* _Provided records_:
↓↓↓
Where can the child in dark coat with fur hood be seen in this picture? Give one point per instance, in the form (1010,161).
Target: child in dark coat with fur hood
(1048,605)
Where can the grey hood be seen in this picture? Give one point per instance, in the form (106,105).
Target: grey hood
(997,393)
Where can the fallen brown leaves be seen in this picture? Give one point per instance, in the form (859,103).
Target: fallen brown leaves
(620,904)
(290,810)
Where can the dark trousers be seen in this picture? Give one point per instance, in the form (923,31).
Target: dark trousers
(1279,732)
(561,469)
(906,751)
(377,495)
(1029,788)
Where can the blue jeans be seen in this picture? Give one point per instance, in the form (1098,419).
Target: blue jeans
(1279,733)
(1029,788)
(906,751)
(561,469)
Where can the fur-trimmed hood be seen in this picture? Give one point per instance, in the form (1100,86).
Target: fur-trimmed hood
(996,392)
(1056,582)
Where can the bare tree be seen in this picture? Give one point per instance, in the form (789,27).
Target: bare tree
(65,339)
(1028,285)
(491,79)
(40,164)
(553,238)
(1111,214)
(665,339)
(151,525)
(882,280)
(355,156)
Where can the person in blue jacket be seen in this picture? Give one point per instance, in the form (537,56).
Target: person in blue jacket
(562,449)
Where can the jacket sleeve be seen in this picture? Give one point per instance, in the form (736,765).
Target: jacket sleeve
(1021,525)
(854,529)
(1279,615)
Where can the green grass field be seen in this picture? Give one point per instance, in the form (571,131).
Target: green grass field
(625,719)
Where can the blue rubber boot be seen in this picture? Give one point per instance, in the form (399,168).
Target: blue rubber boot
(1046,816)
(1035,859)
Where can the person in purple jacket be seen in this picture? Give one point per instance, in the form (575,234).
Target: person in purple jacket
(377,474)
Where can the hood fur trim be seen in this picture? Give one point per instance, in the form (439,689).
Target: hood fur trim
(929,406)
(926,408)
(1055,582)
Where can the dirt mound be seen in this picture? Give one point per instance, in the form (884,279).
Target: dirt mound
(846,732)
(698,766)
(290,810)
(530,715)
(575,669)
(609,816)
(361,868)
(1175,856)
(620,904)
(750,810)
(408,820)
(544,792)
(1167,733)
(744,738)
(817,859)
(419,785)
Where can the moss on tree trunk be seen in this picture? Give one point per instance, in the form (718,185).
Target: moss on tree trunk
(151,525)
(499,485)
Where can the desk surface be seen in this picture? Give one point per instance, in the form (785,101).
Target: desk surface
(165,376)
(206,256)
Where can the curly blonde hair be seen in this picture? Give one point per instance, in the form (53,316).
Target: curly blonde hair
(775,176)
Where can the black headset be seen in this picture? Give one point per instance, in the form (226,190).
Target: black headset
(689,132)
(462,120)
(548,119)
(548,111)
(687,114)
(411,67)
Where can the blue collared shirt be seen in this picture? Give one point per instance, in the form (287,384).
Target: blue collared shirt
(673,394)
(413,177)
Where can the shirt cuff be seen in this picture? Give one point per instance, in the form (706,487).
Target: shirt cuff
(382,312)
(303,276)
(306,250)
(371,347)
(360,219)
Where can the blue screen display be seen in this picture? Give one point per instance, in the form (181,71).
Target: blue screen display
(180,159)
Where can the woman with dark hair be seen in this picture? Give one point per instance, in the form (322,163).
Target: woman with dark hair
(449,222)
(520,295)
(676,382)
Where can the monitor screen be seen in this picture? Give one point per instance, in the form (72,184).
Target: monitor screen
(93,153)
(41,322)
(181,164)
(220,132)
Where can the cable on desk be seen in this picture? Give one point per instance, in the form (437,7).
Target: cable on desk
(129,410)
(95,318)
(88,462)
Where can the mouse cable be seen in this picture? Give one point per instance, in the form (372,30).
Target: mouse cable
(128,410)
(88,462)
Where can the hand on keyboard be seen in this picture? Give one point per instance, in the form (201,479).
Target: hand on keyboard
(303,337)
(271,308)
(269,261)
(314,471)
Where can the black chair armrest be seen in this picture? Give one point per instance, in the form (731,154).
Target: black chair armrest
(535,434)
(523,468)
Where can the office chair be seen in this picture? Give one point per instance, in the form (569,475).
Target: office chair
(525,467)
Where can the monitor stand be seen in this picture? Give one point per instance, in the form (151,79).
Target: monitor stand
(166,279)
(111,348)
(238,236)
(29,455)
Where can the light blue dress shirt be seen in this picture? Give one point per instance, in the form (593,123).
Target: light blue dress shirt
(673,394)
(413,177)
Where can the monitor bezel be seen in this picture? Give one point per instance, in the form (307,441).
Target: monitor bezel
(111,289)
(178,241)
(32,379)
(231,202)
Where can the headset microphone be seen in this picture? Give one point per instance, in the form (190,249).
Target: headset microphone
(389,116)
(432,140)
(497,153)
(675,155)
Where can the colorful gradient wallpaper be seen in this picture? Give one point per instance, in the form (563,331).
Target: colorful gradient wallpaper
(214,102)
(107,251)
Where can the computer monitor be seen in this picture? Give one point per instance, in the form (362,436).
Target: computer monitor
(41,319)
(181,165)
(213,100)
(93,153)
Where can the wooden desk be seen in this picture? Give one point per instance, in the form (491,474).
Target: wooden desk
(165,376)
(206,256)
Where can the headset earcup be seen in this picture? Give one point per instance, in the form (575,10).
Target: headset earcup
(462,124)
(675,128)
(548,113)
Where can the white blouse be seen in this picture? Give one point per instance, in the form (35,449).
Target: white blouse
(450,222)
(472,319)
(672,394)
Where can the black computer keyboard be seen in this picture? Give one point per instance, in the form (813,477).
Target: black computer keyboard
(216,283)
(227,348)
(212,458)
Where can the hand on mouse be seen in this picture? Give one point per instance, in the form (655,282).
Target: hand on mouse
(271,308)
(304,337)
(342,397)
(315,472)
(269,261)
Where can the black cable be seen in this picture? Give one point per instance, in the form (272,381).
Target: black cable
↑↑↑
* _Request_:
Reproduce all of the data above line for line, changing nothing.

* _Correct result_:
Where can the child in dark coat with fur hood be seen in this picture? Give one point per instance, in the form (1010,161).
Target: child in dark coat with fur hood
(1048,605)
Where can the grey hood be seen in this picture? Give one point per instance, in the form (106,105).
Target: grey hood
(997,393)
Where can the fallen brown leaves be seen in this picture? Give one point per instance, in the form (859,103).
Target: fallen brown leaves
(620,904)
(290,810)
Where can the dark trousers be seen in this picture? Give one point per instance, in the form (923,31).
Target: dark trousers
(1279,732)
(561,469)
(906,751)
(377,495)
(1029,788)
Where can the blue jeans be seen in this picture? Give one point per instance, in the form (1098,419).
Target: blue jeans
(1279,733)
(1029,788)
(906,751)
(561,469)
Where can the fur-trimmed hood be seen in this picture? Give one point per instance, in the form (1100,86).
Target: fur-trimmed hood
(996,392)
(1056,582)
Where can the bare tree be seen in this picture? Give one point per instance, in the form (789,27).
Target: bare tree
(65,339)
(1028,285)
(491,79)
(40,164)
(553,238)
(1111,214)
(665,339)
(151,525)
(882,280)
(355,156)
Where can the person in blue jacket be seen in this picture? Give one point per instance, in the form (537,56).
Target: person in blue jacket
(562,449)
Where can the jacket sleeve be seen in this picture? Give one point per instance, in the form (736,765).
Target: jacket sleeve
(1021,525)
(854,529)
(1279,615)
Where can the green grass field be seen in this picture? Give one point per instance, in the form (571,131).
Target: green grass field
(625,719)
Where can the blue rubber boot be seen in this picture? Give one point per instance, in the form (399,168).
Target: blue rubber boot
(1046,816)
(1035,859)
Where can the person in purple jacket be seen in this picture? Give one point per instance, in the form (575,234).
Target: person in purple jacket
(377,474)
Where can the hood fur trim be seen in this picture? Give one point per instance, in the form (439,689).
Target: hood fur trim
(929,406)
(926,408)
(1055,582)
Where can the dirt mound be seen in this picture? Give one point per instance, in the form (884,279).
Target: dirt mound
(846,732)
(698,766)
(290,810)
(530,715)
(575,669)
(609,816)
(361,868)
(1175,856)
(620,904)
(750,810)
(408,820)
(544,792)
(1167,733)
(744,738)
(817,859)
(419,785)
Where can the moss on tree trunk be seen in this picture? Give one point per instance, in the form (718,185).
Target: moss on tree trunk
(151,525)
(499,485)
Where can the desk surface be seen in this picture? Give one point per instance, in the form (785,101).
Target: desk surface
(165,376)
(206,256)
Where can the curly blonde hair be seen in this picture? Give one point per instance, in the form (53,316).
Target: curly blonde hair
(775,176)
Where can the black headset be seen in this picture? Give one point per instance, in the form (226,190).
Target: black headset
(689,132)
(462,120)
(548,119)
(548,111)
(687,114)
(411,67)
Where can the blue collared shirt be seen in this picture? Give one point per instance, in the form (287,384).
Target: blue collared shirt
(673,394)
(413,177)
Where can the shirt cuff be seen in this picture? Give one point per instance, in the form (706,487).
Target: shirt cuff
(382,312)
(303,276)
(306,250)
(371,347)
(360,219)
Where can the blue screen display be seen in this picture? Give one point per instance, in the form (181,71).
Target: blue screen display
(180,159)
Where can the woman with dark hair be seen in this picture? Give one point per instance, in the form (322,163).
Target: woman with dark hair
(449,222)
(520,295)
(676,382)
Where can the monitor screen be seen in this picture? Give one point per instance, in the form (72,184).
Target: monitor screen
(93,153)
(41,322)
(181,164)
(220,132)
Where can the cable on desk be seen in this picture? Give one point per instance, in the form (437,7).
Target: cable on desk
(129,410)
(95,318)
(88,462)
Where can the mouse cable be seen in this picture? Give one point per instance, in the form (372,30).
Target: mouse cable
(128,410)
(88,462)
Where can the hand on keyboard be seen in this picture? Give one point per instance, in the form (201,479).
Target: hand on keyboard
(303,337)
(271,308)
(269,261)
(314,471)
Where can the black chair armrest be seen in this picture? Give one point per instance, in the form (731,154).
Target: black chair armrest
(535,434)
(523,468)
Where can the office chair be seen in this picture? Give one point per instance, in the form (569,475).
Target: office chair
(525,467)
Where can the monitor stand be seen in this picture? Give one point per instance, in the form (151,79).
Target: monitor stand
(166,279)
(111,348)
(238,236)
(29,455)
Where can the light blue dress shirt be seen in this picture? Give one point per instance, in the form (593,123).
Target: light blue dress shirt
(673,394)
(413,177)
Where can the monitor bezel be seen in this picture? Give one point per instance, in the form (307,441).
Target: monitor bezel
(111,289)
(178,241)
(32,379)
(231,202)
Where can the headset microphone be seen in this picture? Give one point per instance, in the form (190,249).
Target: headset microphone
(389,116)
(432,140)
(497,153)
(675,155)
Where can the colorful gradient wallpaper be seen in this picture? Give one point per instance, in the form (563,331).
Target: colorful gradient wallpaper
(214,102)
(107,251)
Where can the computer monitor be seen in this picture? Give one point per instance, in the form (362,436).
Target: computer monitor
(41,319)
(181,165)
(213,100)
(93,153)
Where can the wooden desk be seen in this picture? Give one point per instance, in the form (491,474).
Target: wooden desk
(165,376)
(206,256)
Where can the headset earcup be seen in this picture? Give one point per instance, in the form (575,10).
Target: headset earcup
(462,124)
(675,128)
(548,113)
Where can the white blouse be seen in this picture? Give one point per instance, in the form (35,449).
Target: white blouse
(450,222)
(472,319)
(672,394)
Where can the black computer keyboard be seen in this picture? Give one point per instance, in the form (813,477).
Target: black computer keyboard
(216,283)
(227,348)
(212,458)
Where can the hand on mouse be seen in this picture? Give one point per instance, in the form (655,282).
Target: hand on mouse
(271,308)
(304,337)
(342,397)
(315,472)
(269,261)
Where can the black cable be seen in this picture? Give one point per instance, in the form (272,381).
Target: black cable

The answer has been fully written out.